**TEXT:**
________
In this study, we are going to explore the possibility of using a new type of char material to act as a sorbent during the dry desulfurization operation. Lignite char impregnated with KOH was used as sorbents to eliminate SO2 from flue gas in a fixed-bed reactor, and the effect of reaction parameters, including temperature, KOH content, steam, and oxygen concentration, toward the removal efficiency of SO2 was systematically studied. Also, the surface properties and crystalline structures of the designed sorbents before and after desulfurization were analyzed by scanning electron microscopy (SEM), X-ray diffraction (XRD), and Fourier-transform infrared (FT-IR) spectroscopy to rationalize the desulfurization performance of the sorbents.
________
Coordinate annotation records

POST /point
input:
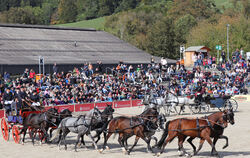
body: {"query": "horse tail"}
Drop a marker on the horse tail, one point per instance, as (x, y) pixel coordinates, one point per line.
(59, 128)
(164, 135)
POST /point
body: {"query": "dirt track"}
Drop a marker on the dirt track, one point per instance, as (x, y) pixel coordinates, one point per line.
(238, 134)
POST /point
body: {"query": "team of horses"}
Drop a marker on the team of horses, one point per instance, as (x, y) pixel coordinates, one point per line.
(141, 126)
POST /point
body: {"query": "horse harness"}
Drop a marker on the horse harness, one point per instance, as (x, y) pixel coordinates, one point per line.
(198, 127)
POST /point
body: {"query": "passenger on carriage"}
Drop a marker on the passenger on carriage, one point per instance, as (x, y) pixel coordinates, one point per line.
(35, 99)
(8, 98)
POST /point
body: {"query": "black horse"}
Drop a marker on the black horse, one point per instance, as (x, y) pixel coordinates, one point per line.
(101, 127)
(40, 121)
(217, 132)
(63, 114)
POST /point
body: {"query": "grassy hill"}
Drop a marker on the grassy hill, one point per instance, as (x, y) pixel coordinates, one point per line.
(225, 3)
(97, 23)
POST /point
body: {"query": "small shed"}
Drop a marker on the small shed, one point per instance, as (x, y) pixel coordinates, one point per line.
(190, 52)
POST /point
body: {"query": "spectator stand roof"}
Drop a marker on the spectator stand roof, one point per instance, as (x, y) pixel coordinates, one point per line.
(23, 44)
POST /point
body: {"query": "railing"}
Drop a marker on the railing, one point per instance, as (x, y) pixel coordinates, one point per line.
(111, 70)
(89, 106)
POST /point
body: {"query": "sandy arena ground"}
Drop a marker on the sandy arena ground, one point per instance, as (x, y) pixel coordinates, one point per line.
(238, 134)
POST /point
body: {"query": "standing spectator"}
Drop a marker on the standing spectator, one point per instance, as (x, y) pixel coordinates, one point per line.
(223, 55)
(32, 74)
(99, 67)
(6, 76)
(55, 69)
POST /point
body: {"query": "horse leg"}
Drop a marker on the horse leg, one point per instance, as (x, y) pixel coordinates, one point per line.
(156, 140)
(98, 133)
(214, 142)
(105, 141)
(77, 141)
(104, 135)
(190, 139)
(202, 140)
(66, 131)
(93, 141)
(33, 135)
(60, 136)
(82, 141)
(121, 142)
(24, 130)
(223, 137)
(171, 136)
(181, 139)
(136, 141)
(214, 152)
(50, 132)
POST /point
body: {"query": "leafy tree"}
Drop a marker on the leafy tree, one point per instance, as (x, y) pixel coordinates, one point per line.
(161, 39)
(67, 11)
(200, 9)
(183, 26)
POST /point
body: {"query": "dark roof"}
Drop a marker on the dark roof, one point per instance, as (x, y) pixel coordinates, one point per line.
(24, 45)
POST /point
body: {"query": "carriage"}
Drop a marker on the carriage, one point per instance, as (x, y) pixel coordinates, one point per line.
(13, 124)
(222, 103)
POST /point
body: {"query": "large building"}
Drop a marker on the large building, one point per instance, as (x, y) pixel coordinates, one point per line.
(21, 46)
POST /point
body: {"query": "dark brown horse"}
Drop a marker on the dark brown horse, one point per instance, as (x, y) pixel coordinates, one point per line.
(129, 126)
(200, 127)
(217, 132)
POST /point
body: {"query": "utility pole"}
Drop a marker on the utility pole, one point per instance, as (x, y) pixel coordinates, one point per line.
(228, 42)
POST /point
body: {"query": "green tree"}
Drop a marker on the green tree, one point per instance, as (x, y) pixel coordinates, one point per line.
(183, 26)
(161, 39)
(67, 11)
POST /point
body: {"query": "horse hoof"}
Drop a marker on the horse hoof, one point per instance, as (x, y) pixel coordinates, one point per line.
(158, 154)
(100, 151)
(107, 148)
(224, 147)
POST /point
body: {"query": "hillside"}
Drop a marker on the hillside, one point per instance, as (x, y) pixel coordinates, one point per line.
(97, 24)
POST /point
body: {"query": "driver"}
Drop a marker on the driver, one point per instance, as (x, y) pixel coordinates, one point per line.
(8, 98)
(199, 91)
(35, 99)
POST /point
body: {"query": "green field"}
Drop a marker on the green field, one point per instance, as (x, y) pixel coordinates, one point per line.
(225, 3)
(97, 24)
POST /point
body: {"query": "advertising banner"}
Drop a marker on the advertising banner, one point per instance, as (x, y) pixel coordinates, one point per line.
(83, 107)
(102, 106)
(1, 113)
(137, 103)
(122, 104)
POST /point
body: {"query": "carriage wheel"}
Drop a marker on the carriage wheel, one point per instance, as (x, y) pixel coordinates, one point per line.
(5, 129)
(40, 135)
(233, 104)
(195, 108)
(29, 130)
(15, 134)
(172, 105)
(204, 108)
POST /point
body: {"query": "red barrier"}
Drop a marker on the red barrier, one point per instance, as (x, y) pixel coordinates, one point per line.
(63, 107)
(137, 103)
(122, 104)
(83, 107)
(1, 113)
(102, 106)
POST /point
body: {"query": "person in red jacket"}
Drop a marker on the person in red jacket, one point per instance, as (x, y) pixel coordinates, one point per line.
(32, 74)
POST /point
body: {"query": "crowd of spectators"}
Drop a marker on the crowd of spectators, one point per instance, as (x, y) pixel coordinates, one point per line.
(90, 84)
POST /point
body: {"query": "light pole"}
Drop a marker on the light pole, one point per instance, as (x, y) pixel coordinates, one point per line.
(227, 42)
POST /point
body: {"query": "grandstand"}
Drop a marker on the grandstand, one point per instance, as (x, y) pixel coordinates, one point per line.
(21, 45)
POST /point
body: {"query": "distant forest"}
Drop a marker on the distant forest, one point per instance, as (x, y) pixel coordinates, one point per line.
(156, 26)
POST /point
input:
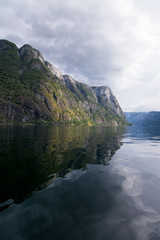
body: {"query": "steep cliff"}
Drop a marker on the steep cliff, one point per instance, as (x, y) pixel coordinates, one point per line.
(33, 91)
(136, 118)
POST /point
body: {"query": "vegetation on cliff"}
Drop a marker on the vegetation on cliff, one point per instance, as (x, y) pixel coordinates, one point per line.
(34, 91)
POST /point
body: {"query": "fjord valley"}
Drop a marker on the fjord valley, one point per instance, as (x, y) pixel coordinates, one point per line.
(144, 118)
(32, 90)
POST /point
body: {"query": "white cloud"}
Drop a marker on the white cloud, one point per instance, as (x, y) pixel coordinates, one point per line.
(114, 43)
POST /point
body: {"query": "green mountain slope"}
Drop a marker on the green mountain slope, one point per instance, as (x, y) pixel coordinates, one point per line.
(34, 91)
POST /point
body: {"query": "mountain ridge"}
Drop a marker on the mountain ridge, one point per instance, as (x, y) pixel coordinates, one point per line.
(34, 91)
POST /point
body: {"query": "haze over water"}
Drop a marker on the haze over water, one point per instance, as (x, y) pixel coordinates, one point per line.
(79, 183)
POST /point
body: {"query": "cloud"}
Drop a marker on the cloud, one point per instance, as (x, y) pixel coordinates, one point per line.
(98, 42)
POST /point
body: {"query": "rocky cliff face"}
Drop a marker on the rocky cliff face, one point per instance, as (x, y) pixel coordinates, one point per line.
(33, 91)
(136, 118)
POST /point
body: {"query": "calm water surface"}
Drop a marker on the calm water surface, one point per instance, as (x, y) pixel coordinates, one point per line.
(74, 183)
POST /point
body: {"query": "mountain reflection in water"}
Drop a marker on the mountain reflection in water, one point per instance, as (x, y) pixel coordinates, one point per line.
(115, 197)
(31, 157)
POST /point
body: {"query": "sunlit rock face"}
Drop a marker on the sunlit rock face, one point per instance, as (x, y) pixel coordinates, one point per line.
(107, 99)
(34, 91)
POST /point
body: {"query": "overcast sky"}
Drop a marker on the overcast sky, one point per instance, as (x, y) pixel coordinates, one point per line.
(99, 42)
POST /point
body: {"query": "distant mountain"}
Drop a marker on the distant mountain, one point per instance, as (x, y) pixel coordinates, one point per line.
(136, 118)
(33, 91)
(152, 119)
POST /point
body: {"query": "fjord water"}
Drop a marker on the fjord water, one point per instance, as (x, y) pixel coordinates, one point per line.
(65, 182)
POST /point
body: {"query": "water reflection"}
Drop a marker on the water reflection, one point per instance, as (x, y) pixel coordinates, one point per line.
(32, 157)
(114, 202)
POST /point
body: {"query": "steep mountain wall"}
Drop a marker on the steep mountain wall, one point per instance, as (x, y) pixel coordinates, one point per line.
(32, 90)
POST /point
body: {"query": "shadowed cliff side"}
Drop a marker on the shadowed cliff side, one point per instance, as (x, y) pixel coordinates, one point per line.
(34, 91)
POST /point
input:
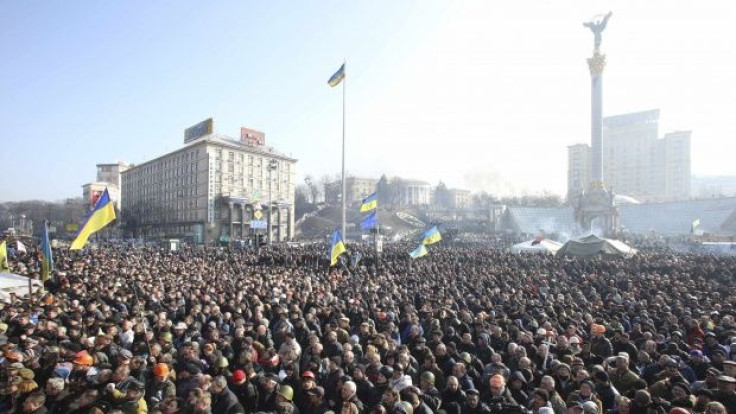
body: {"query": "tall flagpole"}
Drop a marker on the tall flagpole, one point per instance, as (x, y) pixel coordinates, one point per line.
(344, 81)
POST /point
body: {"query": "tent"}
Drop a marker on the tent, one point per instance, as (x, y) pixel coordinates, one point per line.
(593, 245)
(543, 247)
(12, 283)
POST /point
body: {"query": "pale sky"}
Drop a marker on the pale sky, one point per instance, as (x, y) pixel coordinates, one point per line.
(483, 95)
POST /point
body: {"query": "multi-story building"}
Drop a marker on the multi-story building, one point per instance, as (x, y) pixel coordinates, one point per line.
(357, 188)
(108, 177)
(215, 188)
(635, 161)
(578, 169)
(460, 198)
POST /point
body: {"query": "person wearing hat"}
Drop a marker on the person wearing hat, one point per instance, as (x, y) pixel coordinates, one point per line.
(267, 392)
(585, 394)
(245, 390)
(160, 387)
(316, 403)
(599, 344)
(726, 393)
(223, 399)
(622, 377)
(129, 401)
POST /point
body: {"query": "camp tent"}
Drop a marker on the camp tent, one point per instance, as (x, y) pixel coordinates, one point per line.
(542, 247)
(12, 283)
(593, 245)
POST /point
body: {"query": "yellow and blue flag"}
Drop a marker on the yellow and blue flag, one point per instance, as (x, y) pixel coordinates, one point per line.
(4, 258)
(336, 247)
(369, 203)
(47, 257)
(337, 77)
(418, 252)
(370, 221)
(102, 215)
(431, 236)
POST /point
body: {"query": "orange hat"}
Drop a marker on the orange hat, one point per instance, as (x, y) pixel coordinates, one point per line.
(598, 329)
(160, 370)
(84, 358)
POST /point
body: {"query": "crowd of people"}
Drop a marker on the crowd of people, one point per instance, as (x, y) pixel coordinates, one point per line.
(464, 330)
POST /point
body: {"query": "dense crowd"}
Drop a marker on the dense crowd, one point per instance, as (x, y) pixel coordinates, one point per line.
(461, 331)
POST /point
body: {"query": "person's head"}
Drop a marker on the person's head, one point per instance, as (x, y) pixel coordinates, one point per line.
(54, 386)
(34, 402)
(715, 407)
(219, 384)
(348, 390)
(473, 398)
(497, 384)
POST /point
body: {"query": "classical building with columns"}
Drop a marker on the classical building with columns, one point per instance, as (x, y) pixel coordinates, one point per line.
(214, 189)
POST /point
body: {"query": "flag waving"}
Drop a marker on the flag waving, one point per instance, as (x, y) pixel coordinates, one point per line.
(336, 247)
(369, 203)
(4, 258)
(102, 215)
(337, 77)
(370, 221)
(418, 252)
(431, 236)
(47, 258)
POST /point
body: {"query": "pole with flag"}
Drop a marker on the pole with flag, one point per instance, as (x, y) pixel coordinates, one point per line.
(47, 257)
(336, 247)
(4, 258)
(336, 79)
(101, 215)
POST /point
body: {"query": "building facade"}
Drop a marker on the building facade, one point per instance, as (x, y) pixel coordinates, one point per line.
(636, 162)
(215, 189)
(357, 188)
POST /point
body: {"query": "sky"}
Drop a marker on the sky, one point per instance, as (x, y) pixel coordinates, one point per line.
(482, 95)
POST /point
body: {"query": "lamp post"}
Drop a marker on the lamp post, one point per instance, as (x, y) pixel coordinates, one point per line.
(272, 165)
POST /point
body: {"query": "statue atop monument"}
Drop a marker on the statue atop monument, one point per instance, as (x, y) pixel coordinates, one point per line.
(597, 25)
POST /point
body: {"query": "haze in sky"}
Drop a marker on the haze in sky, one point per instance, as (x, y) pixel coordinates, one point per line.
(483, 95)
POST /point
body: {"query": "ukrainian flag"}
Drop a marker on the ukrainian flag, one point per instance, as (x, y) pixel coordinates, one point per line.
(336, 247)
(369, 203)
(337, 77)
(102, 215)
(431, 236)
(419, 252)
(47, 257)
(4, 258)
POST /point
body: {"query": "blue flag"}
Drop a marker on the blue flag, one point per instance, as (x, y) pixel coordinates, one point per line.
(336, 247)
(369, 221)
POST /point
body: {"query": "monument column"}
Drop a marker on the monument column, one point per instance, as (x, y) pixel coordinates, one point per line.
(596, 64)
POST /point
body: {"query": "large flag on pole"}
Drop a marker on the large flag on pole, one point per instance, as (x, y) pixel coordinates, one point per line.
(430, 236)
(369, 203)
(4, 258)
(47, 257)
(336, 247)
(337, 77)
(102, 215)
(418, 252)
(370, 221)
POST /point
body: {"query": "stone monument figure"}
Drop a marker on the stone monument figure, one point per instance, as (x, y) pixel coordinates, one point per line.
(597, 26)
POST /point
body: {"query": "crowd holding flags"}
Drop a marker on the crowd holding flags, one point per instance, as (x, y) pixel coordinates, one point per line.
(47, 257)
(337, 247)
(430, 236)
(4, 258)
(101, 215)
________
**WHAT YOU HAVE TO DO:**
In the desulfurization text, please switch "fixed-bed reactor" to "fluidized-bed reactor" and write out the passage between "In this study, we" and "of the sorbents.", inclusive. The records are not needed for anything here.

**RESULT FOR THIS TASK:**
In this study, we are going to explore the possibility of using a new type of char material to act as a sorbent during the dry desulfurization operation. Lignite char impregnated with KOH was used as sorbents to eliminate SO2 from flue gas in a fluidized-bed reactor, and the effect of reaction parameters, including temperature, KOH content, steam, and oxygen concentration, toward the removal efficiency of SO2 was systematically studied. Also, the surface properties and crystalline structures of the designed sorbents before and after desulfurization were analyzed by scanning electron microscopy (SEM), X-ray diffraction (XRD), and Fourier-transform infrared (FT-IR) spectroscopy to rationalize the desulfurization performance of the sorbents.